Source document:
● ● ● ● ● ● ●

Air Quality has significantly degraded in urban centers in Pakistan. Major cities in Pakistan continue to be ranked as some of the most polluted cities in the world. The country has an average AQI of 153 (Unhealthy) in 2020; ranked as the second most polluted country in the world. Major sources of pollution include vehicular and industrial emissions. A study conducted by Pakistan EPA with the assistance of JICA revealed that inhalable suspended particulate matter in the air was 10 times greater than the WHO specified limits. The cost of damage to natural resources is estimated to be PKR 365 billion per annum.

Unlike climate change, the air quality of a particular region is dependent on the local practices of controlling air emissions, types of industrial and agricultural practices, and the geophysical conditions. A highly publicized activity is the burning technique used to clear the fields following harvesting in rural locations in both India and Pakistan. This activity is thought to be responsible for bad air quality in landlocked Punjab regions.

● ● ● ● ● ● ●

Tasks to complete:
(a) In the passage on air quality in Pakistan, what was the country's average AQI in 2020?
(b) Continue the passage on air quality in Pakistan from the point where it stops.

Natural-language object grounding data:
● ● ● ● ● ● ●

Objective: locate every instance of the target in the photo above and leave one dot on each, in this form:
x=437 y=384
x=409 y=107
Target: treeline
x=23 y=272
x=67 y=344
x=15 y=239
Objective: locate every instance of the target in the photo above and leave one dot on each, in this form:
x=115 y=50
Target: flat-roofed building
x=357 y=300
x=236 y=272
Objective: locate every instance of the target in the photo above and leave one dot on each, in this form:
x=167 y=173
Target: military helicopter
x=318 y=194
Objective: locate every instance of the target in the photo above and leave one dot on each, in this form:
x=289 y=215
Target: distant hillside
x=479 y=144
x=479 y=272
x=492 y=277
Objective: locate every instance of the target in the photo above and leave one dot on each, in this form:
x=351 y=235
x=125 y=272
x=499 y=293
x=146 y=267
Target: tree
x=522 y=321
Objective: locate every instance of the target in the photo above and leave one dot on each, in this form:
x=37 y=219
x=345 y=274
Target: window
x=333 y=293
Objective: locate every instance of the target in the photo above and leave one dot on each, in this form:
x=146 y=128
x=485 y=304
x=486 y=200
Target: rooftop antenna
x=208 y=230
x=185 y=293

● ● ● ● ● ● ●

Answer list:
(a) 153 (Unhealthy)

(b)
In March 2020, as a precautionary measure to control the spread of the COVID-19 virus, the Government of Pakistan imposed a nationwide lockdown. This led to the temporary closure of non-essential manufacturing and industrial activity, and a marked reduction in transportation. During this period, there was a corresponding improvement in air quality. Based on this observation, it can be inferred that as the patterns of agricultural activity continued uninterrupted transport and industry both contribute highly to air pollution.

Centre of Excellence in Responsible Business (CERB) surveyed in 2019 on how the private sector viewed its responsibility concerning air quality management. In 2020, CERB surveyed how corporate policies related to ESG have changed following COVID-19. Based on these results, a way forward can be identified based on international best practices.